* Apply what you read *
1. List every requirement that, according to the source extract, the devices must meet for ANZ.
2. Transcribe the passage of the source extract starting with "Viking Therapeutics, Inc., a" and going on through "double bottom reversal.".

Under the agreement, ANZ will participate in FitPay’s token requester program, which enables cardholders to securely add their payment credentials to devices that are integrated with FitPay’s contactless payment platform. The platform uses tokenization, a payment security technology that replaces cardholders’ account information with a unique digital identifier (a “token”), to transact highly secure contactless payments. It allows consumers to pay at near-field communication-enabled point-of-sale terminals with a simple tap.
The collaboration with ANZ includes ensuring that the devices meet ANZ’s technical, usage, security, branding and consumer experience requirements. Manufacturers of 15 IoT and wearable devices are currently integrating with the FitPay Payment Platform. Product announcements from the manufacturers of these devices are anticipated in throughout the next year.
9. Viking Therapeutics, Inc. (VKTX)
Viking Therapeutics, Inc., a clinical-stage biopharmaceutical company focused on the development of novel therapies for metabolic and endocrine disorders, went public at $8.50 in April 2015, topping out at $10.00 a month later. The downtrend found support just under $1,00 in November 2016, yieldinga test in August of 2017 that completed a bullish double bottom reversal.
A September rally lifted the stock into December’s 2-year high at $4.40. The stock has consolidated gains in a narrow trading band and could head higher in January, lifting near broken 2015 range support at $5.70.

* Data supplied *
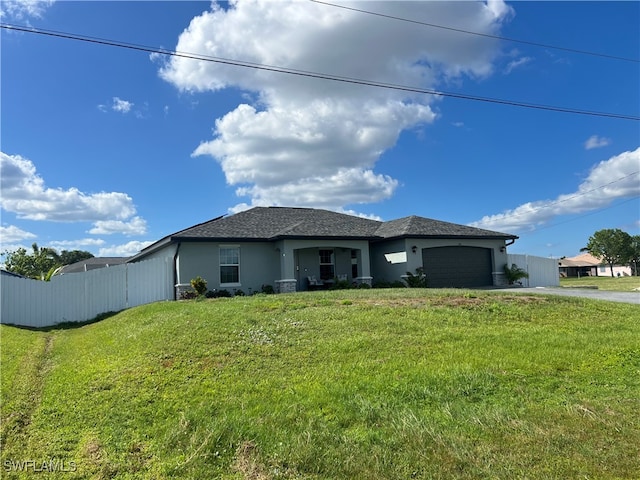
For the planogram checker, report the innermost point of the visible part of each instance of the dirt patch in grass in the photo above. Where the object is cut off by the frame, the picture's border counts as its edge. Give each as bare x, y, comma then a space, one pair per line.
247, 463
463, 301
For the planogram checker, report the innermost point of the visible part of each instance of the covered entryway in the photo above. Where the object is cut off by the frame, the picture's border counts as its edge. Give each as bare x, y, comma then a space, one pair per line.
458, 267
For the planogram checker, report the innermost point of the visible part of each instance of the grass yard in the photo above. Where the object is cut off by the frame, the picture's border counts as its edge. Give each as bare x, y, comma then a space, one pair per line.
621, 284
366, 384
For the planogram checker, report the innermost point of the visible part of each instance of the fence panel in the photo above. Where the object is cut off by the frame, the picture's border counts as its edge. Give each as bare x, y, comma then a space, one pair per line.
543, 272
149, 281
78, 297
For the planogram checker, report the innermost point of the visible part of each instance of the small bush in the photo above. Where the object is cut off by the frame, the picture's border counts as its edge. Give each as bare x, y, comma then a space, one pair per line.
386, 284
199, 284
222, 294
340, 285
419, 280
514, 274
268, 289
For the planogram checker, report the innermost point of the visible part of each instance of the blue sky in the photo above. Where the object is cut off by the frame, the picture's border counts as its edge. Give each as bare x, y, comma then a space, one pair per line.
108, 149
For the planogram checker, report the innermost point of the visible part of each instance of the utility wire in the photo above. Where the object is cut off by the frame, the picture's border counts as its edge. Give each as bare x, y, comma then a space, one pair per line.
309, 74
550, 204
581, 194
579, 217
486, 35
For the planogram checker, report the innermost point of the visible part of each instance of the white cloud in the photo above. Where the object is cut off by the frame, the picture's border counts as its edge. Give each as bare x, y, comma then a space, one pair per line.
23, 9
512, 65
134, 226
610, 180
14, 234
127, 250
76, 244
594, 141
316, 142
122, 106
25, 194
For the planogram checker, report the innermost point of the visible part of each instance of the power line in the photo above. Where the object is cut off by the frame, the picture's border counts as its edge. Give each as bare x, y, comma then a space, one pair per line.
581, 194
310, 74
550, 204
486, 35
588, 214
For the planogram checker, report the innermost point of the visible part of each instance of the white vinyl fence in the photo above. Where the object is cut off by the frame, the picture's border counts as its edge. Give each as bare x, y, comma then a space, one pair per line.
543, 272
78, 297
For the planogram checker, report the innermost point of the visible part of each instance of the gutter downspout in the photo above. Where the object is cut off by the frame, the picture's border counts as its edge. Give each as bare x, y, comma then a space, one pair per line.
175, 271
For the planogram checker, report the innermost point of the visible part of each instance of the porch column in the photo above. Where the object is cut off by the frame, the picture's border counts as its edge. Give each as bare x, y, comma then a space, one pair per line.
365, 263
287, 282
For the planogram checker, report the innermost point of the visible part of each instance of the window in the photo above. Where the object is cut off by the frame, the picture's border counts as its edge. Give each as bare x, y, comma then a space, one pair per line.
229, 265
354, 263
326, 265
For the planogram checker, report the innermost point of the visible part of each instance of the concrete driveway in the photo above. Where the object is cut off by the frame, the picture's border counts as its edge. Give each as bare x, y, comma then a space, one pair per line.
623, 297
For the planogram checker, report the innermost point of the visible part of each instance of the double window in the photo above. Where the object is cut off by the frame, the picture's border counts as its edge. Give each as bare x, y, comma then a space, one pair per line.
229, 265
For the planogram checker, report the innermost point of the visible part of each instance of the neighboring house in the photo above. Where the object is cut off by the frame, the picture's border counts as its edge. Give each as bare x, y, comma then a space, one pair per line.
7, 273
295, 249
586, 265
91, 264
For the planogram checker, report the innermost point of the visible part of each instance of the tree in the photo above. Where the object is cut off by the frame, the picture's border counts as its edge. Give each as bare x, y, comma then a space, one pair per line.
68, 257
38, 265
612, 245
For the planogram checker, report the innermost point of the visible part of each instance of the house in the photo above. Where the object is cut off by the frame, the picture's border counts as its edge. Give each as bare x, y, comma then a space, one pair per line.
295, 249
586, 265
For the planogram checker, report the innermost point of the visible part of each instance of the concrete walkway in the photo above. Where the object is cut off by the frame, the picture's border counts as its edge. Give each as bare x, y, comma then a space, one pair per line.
622, 297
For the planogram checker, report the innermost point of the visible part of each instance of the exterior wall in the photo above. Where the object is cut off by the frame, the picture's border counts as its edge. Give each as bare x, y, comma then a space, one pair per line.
299, 258
384, 270
618, 270
259, 265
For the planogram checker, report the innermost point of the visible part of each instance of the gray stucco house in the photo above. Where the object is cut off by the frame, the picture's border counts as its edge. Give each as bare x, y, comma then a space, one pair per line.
296, 249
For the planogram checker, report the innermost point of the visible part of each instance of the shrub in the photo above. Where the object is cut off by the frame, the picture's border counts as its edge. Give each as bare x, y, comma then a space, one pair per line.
199, 284
268, 289
222, 294
514, 274
188, 295
419, 280
386, 284
340, 284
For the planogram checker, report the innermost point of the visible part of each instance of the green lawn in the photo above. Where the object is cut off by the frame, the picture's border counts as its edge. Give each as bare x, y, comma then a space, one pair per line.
621, 284
366, 384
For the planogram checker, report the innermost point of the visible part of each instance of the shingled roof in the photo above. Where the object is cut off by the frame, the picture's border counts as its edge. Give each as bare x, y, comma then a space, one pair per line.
275, 223
414, 226
272, 223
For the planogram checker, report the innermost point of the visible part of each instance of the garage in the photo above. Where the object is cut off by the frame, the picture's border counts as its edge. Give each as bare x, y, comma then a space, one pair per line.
458, 267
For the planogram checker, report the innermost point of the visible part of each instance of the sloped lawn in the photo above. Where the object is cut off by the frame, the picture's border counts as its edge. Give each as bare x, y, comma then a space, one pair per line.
330, 385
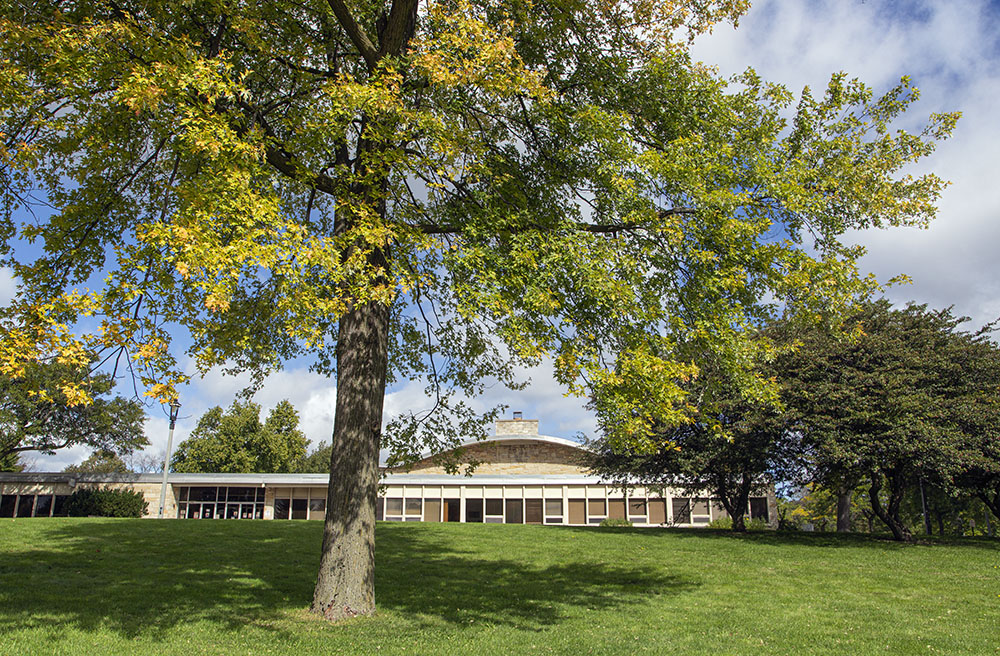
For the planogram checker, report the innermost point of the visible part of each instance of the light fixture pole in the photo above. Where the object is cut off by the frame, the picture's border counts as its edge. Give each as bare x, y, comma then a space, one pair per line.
175, 407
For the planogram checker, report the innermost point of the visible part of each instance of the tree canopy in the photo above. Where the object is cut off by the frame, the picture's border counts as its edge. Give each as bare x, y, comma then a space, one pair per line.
236, 441
906, 395
36, 413
443, 191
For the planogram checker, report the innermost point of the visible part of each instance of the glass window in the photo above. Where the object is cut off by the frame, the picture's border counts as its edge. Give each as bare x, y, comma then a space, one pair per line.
758, 508
241, 494
533, 511
681, 508
473, 510
515, 513
43, 505
203, 493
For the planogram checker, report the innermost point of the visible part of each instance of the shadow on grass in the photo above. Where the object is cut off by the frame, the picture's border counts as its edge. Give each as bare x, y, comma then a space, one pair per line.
144, 578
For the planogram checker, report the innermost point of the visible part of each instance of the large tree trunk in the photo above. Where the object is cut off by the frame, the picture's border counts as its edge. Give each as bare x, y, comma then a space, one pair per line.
889, 514
844, 510
346, 584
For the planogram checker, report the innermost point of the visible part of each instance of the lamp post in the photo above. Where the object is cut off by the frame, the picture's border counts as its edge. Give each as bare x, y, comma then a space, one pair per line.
175, 407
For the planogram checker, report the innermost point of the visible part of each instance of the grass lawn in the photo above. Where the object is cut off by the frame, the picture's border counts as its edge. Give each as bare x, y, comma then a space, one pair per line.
92, 586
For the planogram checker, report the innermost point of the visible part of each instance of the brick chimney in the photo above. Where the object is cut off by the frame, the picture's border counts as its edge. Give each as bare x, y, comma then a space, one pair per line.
517, 426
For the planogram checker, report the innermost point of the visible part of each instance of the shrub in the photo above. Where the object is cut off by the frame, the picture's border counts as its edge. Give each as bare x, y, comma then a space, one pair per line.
615, 522
106, 503
721, 522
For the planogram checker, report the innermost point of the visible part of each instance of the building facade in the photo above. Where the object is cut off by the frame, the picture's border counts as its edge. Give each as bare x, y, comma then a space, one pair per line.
521, 477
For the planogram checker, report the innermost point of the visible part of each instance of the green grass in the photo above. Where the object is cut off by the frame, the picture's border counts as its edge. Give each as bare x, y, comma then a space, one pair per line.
89, 586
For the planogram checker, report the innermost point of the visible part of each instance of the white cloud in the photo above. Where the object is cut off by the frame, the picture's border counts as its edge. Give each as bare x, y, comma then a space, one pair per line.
950, 50
8, 285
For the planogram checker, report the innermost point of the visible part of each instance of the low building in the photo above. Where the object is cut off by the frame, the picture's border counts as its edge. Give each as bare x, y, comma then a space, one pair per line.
521, 477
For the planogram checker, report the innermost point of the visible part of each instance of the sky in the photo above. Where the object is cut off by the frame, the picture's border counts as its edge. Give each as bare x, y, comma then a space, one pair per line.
950, 50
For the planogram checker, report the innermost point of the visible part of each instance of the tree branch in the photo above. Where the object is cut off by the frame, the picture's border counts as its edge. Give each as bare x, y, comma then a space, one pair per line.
354, 32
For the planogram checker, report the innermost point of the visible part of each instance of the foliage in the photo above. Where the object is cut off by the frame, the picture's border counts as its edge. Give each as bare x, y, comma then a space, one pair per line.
732, 448
100, 462
237, 442
317, 462
615, 522
37, 412
905, 395
106, 502
443, 192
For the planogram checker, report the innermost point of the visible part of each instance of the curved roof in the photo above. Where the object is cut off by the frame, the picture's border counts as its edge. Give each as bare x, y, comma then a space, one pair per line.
548, 439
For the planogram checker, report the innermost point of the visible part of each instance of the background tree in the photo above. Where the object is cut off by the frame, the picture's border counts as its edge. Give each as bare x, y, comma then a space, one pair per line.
317, 462
732, 448
237, 442
38, 414
892, 402
446, 191
100, 462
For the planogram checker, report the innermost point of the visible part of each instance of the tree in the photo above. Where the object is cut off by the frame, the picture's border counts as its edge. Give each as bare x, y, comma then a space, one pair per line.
901, 397
445, 192
237, 442
100, 462
36, 413
731, 449
318, 461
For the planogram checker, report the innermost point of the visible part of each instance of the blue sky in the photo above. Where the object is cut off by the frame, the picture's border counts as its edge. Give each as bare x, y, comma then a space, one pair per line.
951, 50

* Answers for the tasks *
1.
- Technical
- Usage
- Security
- Branding
- Consumer experience

2.
Viking Therapeutics, Inc., a clinical-stage biopharmaceutical company focused on the development of novel therapies for metabolic and endocrine disorders, went public at $8.50 in April 2015, topping out at $10.00 a month later. The downtrend found support just under $1,00 in November 2016, yieldinga test in August of 2017 that completed a bullish double bottom reversal.